**Work item:**
The entries that follow must be given again exactly, with the pictures excluded.

**Natural language region descriptions:**
######

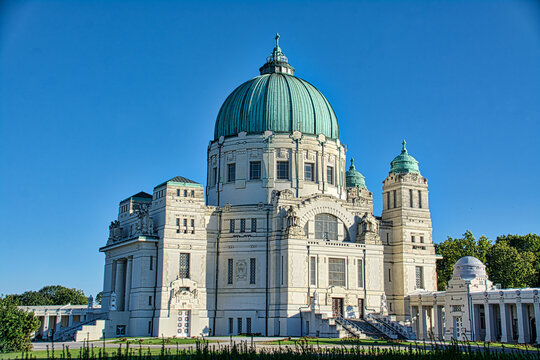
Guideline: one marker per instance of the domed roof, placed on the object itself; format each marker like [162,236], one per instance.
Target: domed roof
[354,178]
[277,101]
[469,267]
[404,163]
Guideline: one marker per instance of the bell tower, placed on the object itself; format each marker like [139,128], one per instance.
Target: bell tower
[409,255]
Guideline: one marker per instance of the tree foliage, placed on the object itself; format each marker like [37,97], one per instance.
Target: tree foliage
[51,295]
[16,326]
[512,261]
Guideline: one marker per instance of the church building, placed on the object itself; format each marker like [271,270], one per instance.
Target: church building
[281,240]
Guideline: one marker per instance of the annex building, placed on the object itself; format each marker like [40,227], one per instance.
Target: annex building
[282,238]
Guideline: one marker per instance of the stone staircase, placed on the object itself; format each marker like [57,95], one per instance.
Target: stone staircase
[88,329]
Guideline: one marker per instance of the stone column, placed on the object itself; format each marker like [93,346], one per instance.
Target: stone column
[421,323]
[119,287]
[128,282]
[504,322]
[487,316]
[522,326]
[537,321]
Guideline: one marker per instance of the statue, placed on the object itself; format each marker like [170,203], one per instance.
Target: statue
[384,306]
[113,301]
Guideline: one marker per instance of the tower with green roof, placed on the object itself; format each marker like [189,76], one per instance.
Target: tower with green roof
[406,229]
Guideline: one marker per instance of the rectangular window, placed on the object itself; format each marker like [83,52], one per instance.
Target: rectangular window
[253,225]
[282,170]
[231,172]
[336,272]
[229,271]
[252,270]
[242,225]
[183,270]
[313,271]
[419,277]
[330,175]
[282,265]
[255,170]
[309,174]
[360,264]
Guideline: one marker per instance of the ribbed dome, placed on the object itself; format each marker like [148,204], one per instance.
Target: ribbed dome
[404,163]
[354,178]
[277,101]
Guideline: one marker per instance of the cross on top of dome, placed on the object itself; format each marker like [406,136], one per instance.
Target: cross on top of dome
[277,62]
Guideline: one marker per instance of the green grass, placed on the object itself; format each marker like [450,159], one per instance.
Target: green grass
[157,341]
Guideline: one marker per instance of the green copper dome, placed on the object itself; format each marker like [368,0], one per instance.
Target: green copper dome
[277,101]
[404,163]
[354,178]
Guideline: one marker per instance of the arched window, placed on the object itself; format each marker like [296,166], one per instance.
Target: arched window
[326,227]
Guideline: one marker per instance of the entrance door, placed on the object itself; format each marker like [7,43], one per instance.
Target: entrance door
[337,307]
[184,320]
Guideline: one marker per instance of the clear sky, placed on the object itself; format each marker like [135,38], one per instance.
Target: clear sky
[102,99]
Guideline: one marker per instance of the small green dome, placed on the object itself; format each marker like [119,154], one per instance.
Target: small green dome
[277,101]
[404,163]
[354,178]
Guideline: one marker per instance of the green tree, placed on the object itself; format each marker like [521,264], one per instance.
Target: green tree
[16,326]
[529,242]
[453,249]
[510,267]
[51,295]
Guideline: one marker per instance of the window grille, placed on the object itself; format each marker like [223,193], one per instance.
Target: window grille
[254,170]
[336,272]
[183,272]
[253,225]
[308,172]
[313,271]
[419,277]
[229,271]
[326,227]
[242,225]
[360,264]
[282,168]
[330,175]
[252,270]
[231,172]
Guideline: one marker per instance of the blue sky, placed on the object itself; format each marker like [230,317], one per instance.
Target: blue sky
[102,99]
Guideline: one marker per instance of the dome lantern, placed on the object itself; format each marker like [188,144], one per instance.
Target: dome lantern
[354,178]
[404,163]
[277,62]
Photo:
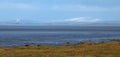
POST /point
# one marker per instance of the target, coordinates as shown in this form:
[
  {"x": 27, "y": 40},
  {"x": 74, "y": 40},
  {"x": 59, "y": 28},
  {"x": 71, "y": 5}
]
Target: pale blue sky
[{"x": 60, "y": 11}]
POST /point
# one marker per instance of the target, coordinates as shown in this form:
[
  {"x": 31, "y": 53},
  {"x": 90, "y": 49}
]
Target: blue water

######

**Completed task:**
Guideline: one marker per instance of the domed roof, placed on the object itself; format each marker like [162,236], one per instance.
Target: domed roof
[354,178]
[277,101]
[469,267]
[404,163]
Guideline: one marker per instance of the bell tower, placed on the object itself; format each marker like [139,128], one per instance.
Target: bell tower
[409,255]
Guideline: one marker per instance of the tree foliage, placed on the object itself; format each marker like [37,97], one per instance.
Target: tree foliage
[51,295]
[16,326]
[512,261]
Guideline: one marker per instance of the church building, placed on the object itself; format each marker like [271,270], one per instance.
Target: church building
[281,240]
Guideline: one marker per instance of the annex building, placed on the object itself; format each marker like [40,227], one per instance.
Target: annex building
[282,238]
Guideline: one marker per instance of the stone staircase, placed on the object itself; format each marker like [57,95], one per instance.
Target: stone staircase
[88,329]
Guideline: one marker per instance of the stone column, placed on the object itself; format each marker like [93,346], one per instance.
Target: stone column
[421,323]
[119,287]
[128,282]
[504,322]
[487,316]
[522,326]
[537,321]
Guideline: one marker per instance of the statue, placed on the object itself; format each marker like [170,203], one per instance.
Target: statue
[384,306]
[113,301]
Guideline: one marker per instance of the tower with green roof, placed on the object itself; format each marker like [189,76], one per instance.
Target: tower with green roof
[406,229]
Guideline: one marker per instance of the rectangular window, placed on the object itself; format each marker like [83,52], one per instance.
Target: rectangular window
[253,225]
[282,170]
[231,172]
[336,272]
[229,271]
[252,270]
[242,225]
[183,270]
[313,271]
[419,277]
[330,175]
[282,265]
[255,170]
[309,174]
[360,264]
Guideline: one marker per instance of the ribbed dome, placed on the object itself; format each marker like [148,204], one per instance.
Target: ribbed dome
[404,163]
[354,178]
[277,101]
Guideline: one marker per instance of the cross on top of dome, placed on the object itself; format each marker like [406,136], one per instance.
Target: cross on top of dome
[277,62]
Guideline: one marker per instance of the green grass, placed on the object itself; format each marker like [450,159], one per instance.
Target: green grass
[157,341]
Guideline: one marker per instance of the green copper dome, placed on the object itself; format each marker like [368,0], one per instance.
Target: green copper dome
[277,101]
[404,163]
[354,178]
Guideline: one marker per instance of the arched window, placed on the object itself; format each marker like [296,166], one per instance.
Target: arched window
[326,227]
Guideline: one marker per instance of the entrance door, placed on the object itself; format each marker like [7,43], one per instance.
Target: entrance door
[337,307]
[184,320]
Guideline: one marker per instance of the clear sky, placed on the object itself; format each marker like [135,38], one per instance.
Target: clear sky
[102,99]
Guideline: one marker per instance of the small green dome, placed on the object itself; format each marker like [119,154], one per instance.
Target: small green dome
[277,101]
[404,163]
[354,178]
Guideline: one marker per instance of the green tree, placed on the object itself; format each marker like [521,264], one per instance.
Target: green tree
[16,326]
[529,242]
[453,249]
[510,267]
[51,295]
Guideline: one marker per instance of the window grille, placed on the object itself; format each marker like [223,193], one per instance.
Target: window grille
[254,170]
[336,272]
[183,272]
[253,225]
[308,172]
[313,271]
[419,277]
[229,271]
[326,227]
[242,225]
[360,264]
[282,168]
[330,175]
[252,270]
[231,172]
Guideline: one marker per instance of the blue sky, placed on the object itself; format each marker like [230,317], one per instance.
Target: blue sky
[102,99]
Guideline: one marker per instance of the dome lantern, placed on the object itself; format each marker like [188,144], one per instance.
Target: dome lantern
[354,178]
[404,163]
[277,62]
Photo:
POST /point
# one marker per instance of the target, coordinates as shown in this form:
[
  {"x": 27, "y": 40},
  {"x": 74, "y": 40},
  {"x": 59, "y": 28},
  {"x": 71, "y": 5}
]
Target: pale blue sky
[{"x": 60, "y": 11}]
POST /point
# one marker per instance of the target, coordinates as shown in this form:
[
  {"x": 31, "y": 53},
  {"x": 90, "y": 49}
]
Target: blue water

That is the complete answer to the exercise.